***** Extrait à lire *****
En matière d'équipement, il faut choisir des solutions associant un faible coût, une haute fiabilité dans des conditions climatiques extrêmes et une adaptabilité des produits aux infrastructures de télécommunication disponibles. Dans le cadre du réseau opérationnel RIO, la première condition a été remplie grâce au recours systématique de logiciels du domaine public ainsi qu'au développement et à la diffusion gratuite de composants logiciels répondant aux conditions techniques et culturelles de l'Afrique francophone[3]. La deuxième et la troisième condition, ont orienté le choix vers des "stations de travail" et le système d'exploitation UNIX "Berkeley" (qui fut à la base de la popularisation d'Internet dans les universités américaines). Les installations de télécommunication doivent exploiter toutes les ressources disponibles, depuis la simple ligne de téléphone de mauvaise qualité jusqu'à la ligne satellite à "large bande". Certes les qualités de service seront différentes, mais les utilisateurs pourront communiquer et accéder aux données de l'Internet dans tous les cas de figure.
*****
> **Consigne écrite A**: Indiquez si chacun des énoncés suivants concorde avec l'extrait sur l'équipement du réseau RIO, en répondant par oui ou par non et en citant à l'identique les mots du texte qui tranchent. (i) Le réseau RIO a systématiquement eu recours à des logiciels du domaine public. (ii) Le choix s'est porté sur le système d'exploitation UNIX « Berkeley ». (iii) La qualité de service sera identique quelle que soit la ligne de télécommunication utilisée.
> **Consigne écrite B**: Poursuivez l'extrait sur l'équipement du réseau RIO à partir de sa dernière phrase.
***** Données fournies *****
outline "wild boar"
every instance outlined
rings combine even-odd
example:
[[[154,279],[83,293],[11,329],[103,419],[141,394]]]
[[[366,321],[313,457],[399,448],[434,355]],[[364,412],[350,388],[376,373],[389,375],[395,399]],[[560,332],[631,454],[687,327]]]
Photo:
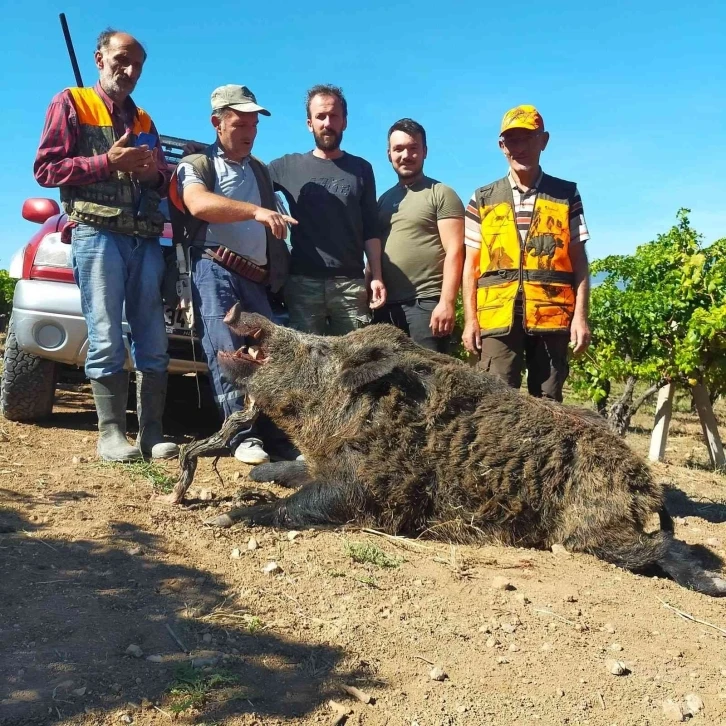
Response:
[[[520,394],[391,326],[335,338],[239,307],[225,320],[254,345],[220,353],[222,365],[306,466],[253,469],[253,479],[302,486],[212,523],[350,522],[449,541],[561,544],[726,595],[726,579],[674,538],[647,464],[596,414]],[[656,513],[661,528],[646,531]]]

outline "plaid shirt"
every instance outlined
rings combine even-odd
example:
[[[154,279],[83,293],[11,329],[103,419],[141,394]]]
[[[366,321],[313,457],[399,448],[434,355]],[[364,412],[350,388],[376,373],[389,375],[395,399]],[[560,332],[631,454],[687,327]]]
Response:
[[[136,104],[131,97],[126,99],[123,106],[119,106],[108,97],[100,83],[94,86],[94,90],[106,105],[116,134],[123,136],[127,131],[131,131],[136,116]],[[158,139],[153,122],[150,131],[156,134]],[[66,89],[53,97],[45,114],[45,126],[33,164],[35,180],[42,187],[80,187],[109,178],[111,172],[108,166],[108,154],[74,155],[79,133],[76,108],[70,91]],[[162,177],[162,182],[156,189],[163,196],[169,186],[171,172],[158,141],[156,149],[156,168]]]
[[[534,212],[534,203],[537,199],[537,189],[542,182],[542,171],[540,171],[534,186],[527,191],[523,191],[517,186],[511,172],[507,175],[509,183],[512,185],[512,197],[514,198],[514,215],[517,220],[517,229],[519,237],[524,244],[532,222],[532,213]],[[481,249],[481,217],[479,216],[479,207],[476,204],[475,196],[472,196],[466,208],[466,217],[464,222],[465,242],[469,247]],[[587,231],[585,224],[585,215],[582,211],[582,199],[580,192],[575,189],[575,194],[570,202],[570,244],[584,244],[590,239],[590,233]]]

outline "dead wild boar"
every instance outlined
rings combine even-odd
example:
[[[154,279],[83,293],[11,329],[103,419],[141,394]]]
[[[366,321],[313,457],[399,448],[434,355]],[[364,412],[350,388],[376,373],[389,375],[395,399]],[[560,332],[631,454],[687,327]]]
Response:
[[[595,414],[522,395],[391,326],[320,337],[237,306],[225,321],[255,345],[220,353],[222,365],[306,464],[253,469],[257,481],[302,486],[213,524],[353,522],[459,542],[562,544],[726,595],[726,579],[673,537],[646,463]],[[655,513],[662,529],[646,532]]]

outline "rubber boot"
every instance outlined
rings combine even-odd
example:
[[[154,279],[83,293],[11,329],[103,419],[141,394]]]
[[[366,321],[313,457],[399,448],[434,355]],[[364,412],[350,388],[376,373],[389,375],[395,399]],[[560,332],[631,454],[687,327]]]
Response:
[[[136,374],[136,413],[139,417],[136,446],[144,456],[152,459],[179,456],[179,447],[173,441],[166,441],[161,430],[167,378],[166,373]]]
[[[91,379],[98,413],[98,455],[104,461],[135,461],[141,452],[126,439],[126,403],[129,374],[126,371]]]

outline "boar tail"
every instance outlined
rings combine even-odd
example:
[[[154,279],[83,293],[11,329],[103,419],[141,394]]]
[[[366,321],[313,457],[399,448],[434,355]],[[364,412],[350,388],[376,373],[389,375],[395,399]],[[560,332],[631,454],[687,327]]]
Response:
[[[668,531],[634,533],[628,541],[611,539],[585,551],[626,570],[642,572],[657,567],[679,585],[712,597],[726,596],[726,579],[705,570],[691,548]]]
[[[665,535],[667,548],[658,565],[679,585],[712,597],[726,596],[726,579],[720,572],[704,570],[693,550],[674,537]]]
[[[610,532],[598,543],[583,548],[585,552],[612,562],[618,567],[642,572],[656,565],[668,551],[667,536],[663,532]],[[567,546],[567,543],[565,543]]]

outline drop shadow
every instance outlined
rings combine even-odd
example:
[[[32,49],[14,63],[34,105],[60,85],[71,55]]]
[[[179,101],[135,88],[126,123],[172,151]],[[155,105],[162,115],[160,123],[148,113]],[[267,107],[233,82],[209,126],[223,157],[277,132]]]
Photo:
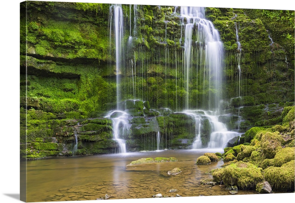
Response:
[[[13,198],[14,199],[19,200],[20,197],[19,194],[3,194]]]

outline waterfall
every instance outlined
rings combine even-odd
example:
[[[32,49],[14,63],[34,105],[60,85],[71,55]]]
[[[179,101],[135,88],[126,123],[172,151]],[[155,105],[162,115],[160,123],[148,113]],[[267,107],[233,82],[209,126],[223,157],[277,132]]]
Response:
[[[115,111],[110,112],[105,118],[110,119],[113,122],[113,139],[116,140],[119,146],[119,152],[126,153],[126,141],[122,137],[127,134],[129,128],[128,117],[129,115],[125,112]]]
[[[110,112],[106,117],[113,121],[113,139],[118,143],[121,153],[126,151],[124,138],[127,137],[128,133],[128,119],[130,116],[122,111],[119,104],[122,99],[126,98],[149,101],[153,102],[154,107],[158,105],[158,108],[169,107],[174,108],[176,111],[185,109],[184,112],[192,115],[196,121],[193,149],[206,146],[224,147],[229,139],[239,135],[237,132],[228,131],[225,124],[218,121],[223,57],[223,46],[219,33],[212,22],[204,18],[204,8],[181,6],[178,9],[176,8],[176,10],[178,11],[181,22],[181,27],[179,28],[181,30],[179,41],[182,49],[172,51],[169,46],[163,46],[163,44],[167,45],[168,40],[175,41],[175,39],[171,38],[171,33],[168,29],[169,21],[164,20],[164,41],[159,41],[161,45],[156,46],[151,51],[145,44],[146,39],[142,38],[143,42],[136,47],[133,44],[137,41],[137,37],[142,34],[139,33],[138,36],[136,36],[137,6],[134,5],[133,7],[133,31],[131,6],[125,11],[124,13],[128,15],[129,13],[129,16],[126,19],[125,24],[130,24],[126,29],[130,30],[126,31],[124,38],[121,6],[116,5],[111,7],[110,36],[114,39],[115,44],[117,108],[115,112]],[[239,71],[238,95],[240,97],[242,49],[236,24],[235,26],[238,47],[236,55]],[[138,31],[142,31],[140,30]],[[125,44],[123,43],[123,38]],[[123,51],[122,47],[124,44],[127,45],[126,51],[126,51],[126,53]],[[123,58],[125,55],[128,55],[126,60]],[[126,71],[123,64],[126,66]],[[173,69],[173,72],[170,69],[171,67]],[[126,74],[125,71],[127,72]],[[173,74],[169,73],[172,72]],[[121,77],[123,76],[121,79]],[[163,79],[163,81],[159,82],[160,80],[158,78]],[[126,89],[122,92],[119,88],[121,79]],[[162,86],[159,86],[160,85]],[[123,85],[121,87],[122,89],[122,87]],[[171,89],[174,91],[171,94],[167,91]],[[160,94],[159,97],[160,101],[151,96],[153,95],[150,93],[151,91]],[[194,110],[195,109],[203,110]],[[202,143],[204,132],[206,130],[208,134],[206,134],[208,137],[206,139],[209,141],[207,144],[207,142]],[[156,138],[157,150],[159,150],[161,138],[159,132]]]
[[[76,129],[74,130],[74,136],[75,136],[75,144],[74,146],[74,149],[73,150],[73,154],[74,154],[78,149],[78,134]]]
[[[239,35],[238,35],[238,29],[237,27],[237,23],[235,23],[236,26],[236,37],[237,37],[237,44],[238,45],[237,53],[236,54],[236,59],[238,63],[238,70],[239,71],[239,81],[238,83],[239,92],[237,94],[237,97],[241,97],[241,55],[242,54],[242,48],[241,48],[241,43],[239,41]]]
[[[271,46],[273,45],[273,39],[271,38],[271,36],[269,35],[269,33],[268,33],[268,38],[270,39],[271,40],[271,44],[270,44],[270,45]]]
[[[203,104],[197,104],[197,106],[210,110],[216,109],[220,99],[223,56],[223,47],[219,33],[211,22],[204,18],[203,8],[181,6],[180,14],[182,24],[185,26],[184,47],[186,96],[185,108],[191,108],[191,87],[193,84],[193,80],[196,80],[197,82],[199,79],[202,81],[204,91],[208,91],[209,93],[208,96],[204,94]],[[196,45],[195,47],[193,46],[194,44]],[[191,61],[193,51],[196,53],[198,61]],[[196,73],[193,71],[196,67],[193,66],[193,62],[201,67],[201,71],[198,70]],[[199,76],[200,79],[198,78],[198,75],[200,75],[201,71],[203,75],[202,80],[200,75]],[[205,104],[204,101],[206,100],[208,102]]]
[[[122,74],[121,65],[122,56],[122,40],[124,34],[123,24],[123,12],[120,5],[112,5],[110,8],[111,16],[110,26],[110,34],[111,39],[112,29],[113,26],[114,28],[115,43],[116,49],[116,81],[117,83],[117,109],[119,109],[119,104],[121,99],[121,93],[119,89],[120,75]],[[114,25],[112,25],[112,21]]]
[[[160,140],[161,138],[161,135],[160,134],[160,131],[158,131],[157,134],[157,150],[160,150]]]

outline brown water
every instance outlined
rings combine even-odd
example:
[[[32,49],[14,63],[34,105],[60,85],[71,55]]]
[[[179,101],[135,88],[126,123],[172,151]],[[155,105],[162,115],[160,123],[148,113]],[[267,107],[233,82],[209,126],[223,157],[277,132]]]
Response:
[[[223,164],[220,161],[196,165],[197,158],[206,152],[210,152],[207,149],[165,150],[28,161],[27,201],[94,200],[106,194],[113,199],[150,198],[159,193],[169,197],[230,195],[223,185],[211,187],[199,184],[201,179],[212,178],[206,172]],[[175,157],[178,161],[126,167],[141,158],[158,157]],[[25,166],[24,162],[21,164]],[[176,167],[181,169],[180,174],[167,174]],[[172,189],[177,190],[169,192]],[[239,190],[238,194],[255,193],[253,190]]]

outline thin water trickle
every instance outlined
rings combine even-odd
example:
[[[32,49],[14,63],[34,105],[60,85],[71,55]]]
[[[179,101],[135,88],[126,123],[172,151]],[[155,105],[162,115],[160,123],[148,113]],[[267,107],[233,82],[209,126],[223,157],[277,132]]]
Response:
[[[159,151],[160,149],[160,140],[161,135],[160,132],[158,131],[157,134],[157,150]]]
[[[73,154],[74,154],[78,149],[78,133],[76,129],[74,130],[74,136],[75,136],[75,144],[72,152]]]
[[[241,56],[242,55],[242,48],[241,43],[239,41],[239,35],[238,34],[238,29],[237,27],[236,23],[235,23],[236,26],[236,37],[237,38],[237,44],[238,45],[238,48],[237,53],[236,54],[236,59],[237,59],[238,64],[238,70],[239,71],[239,81],[238,82],[238,92],[237,96],[241,96]]]
[[[180,14],[182,24],[185,26],[183,43],[186,96],[185,109],[191,108],[190,98],[192,94],[191,87],[193,80],[200,73],[193,71],[195,67],[191,61],[194,49],[192,44],[197,41],[197,44],[201,46],[197,46],[194,48],[196,50],[193,51],[198,55],[198,61],[195,63],[203,66],[202,71],[204,76],[201,82],[204,90],[212,88],[216,91],[214,93],[209,92],[208,95],[204,96],[208,96],[207,99],[205,97],[203,99],[204,102],[207,100],[207,104],[203,102],[204,103],[197,106],[208,110],[216,109],[220,100],[223,57],[223,47],[219,33],[211,22],[204,18],[204,9],[203,7],[181,6]]]
[[[130,127],[129,116],[129,114],[124,111],[115,111],[110,112],[105,117],[113,122],[113,139],[118,143],[120,153],[127,152],[126,140],[122,139],[122,137],[128,133]]]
*****
> **Résultat de la tâche A**:
(i) Oui : « la première condition a été remplie grâce au recours systématique de logiciels du domaine public ».
(ii) Oui : « ont orienté le choix vers des "stations de travail" et le système d'exploitation UNIX "Berkeley" ».
(iii) Non : « Certes les qualités de service seront différentes ».

> **Résultat de la tâche B**:
Sur le plan de l'exploitation, l'accent doit être mis sur des solutions techniques dont les coûts les rendent viables hors du contexte de l'aide au développement. De ce point de vue, l'élaboration et le transfert d'un savoir-faire en tarification et en facturation sont capitaux. L'enjeu est double. D'une part, il importe d'assurer la pérennité économique des réseaux au fur et à mesure qu'ils passent sous contrôle directe et intégral des organismes de recherche locaux. D'autre part, et peut-être plus encore, ce savoir-faire commercial est une condition de l'extension, de la pénétration et de la diffusion des réseaux informatiques au Sud.

Le déploiement d'un réseau WEB en Afrique francophone

L'objectif est de créer les conditions d'une maîtrise technique des nouveaux systèmes de gestion de l'information par les établissements africains. Deux aspects complémentaires sont pris en compte : les infrastructures et la logistique d'une part, les contenus et les méthodologies de conservation de la connaissance d'autre part.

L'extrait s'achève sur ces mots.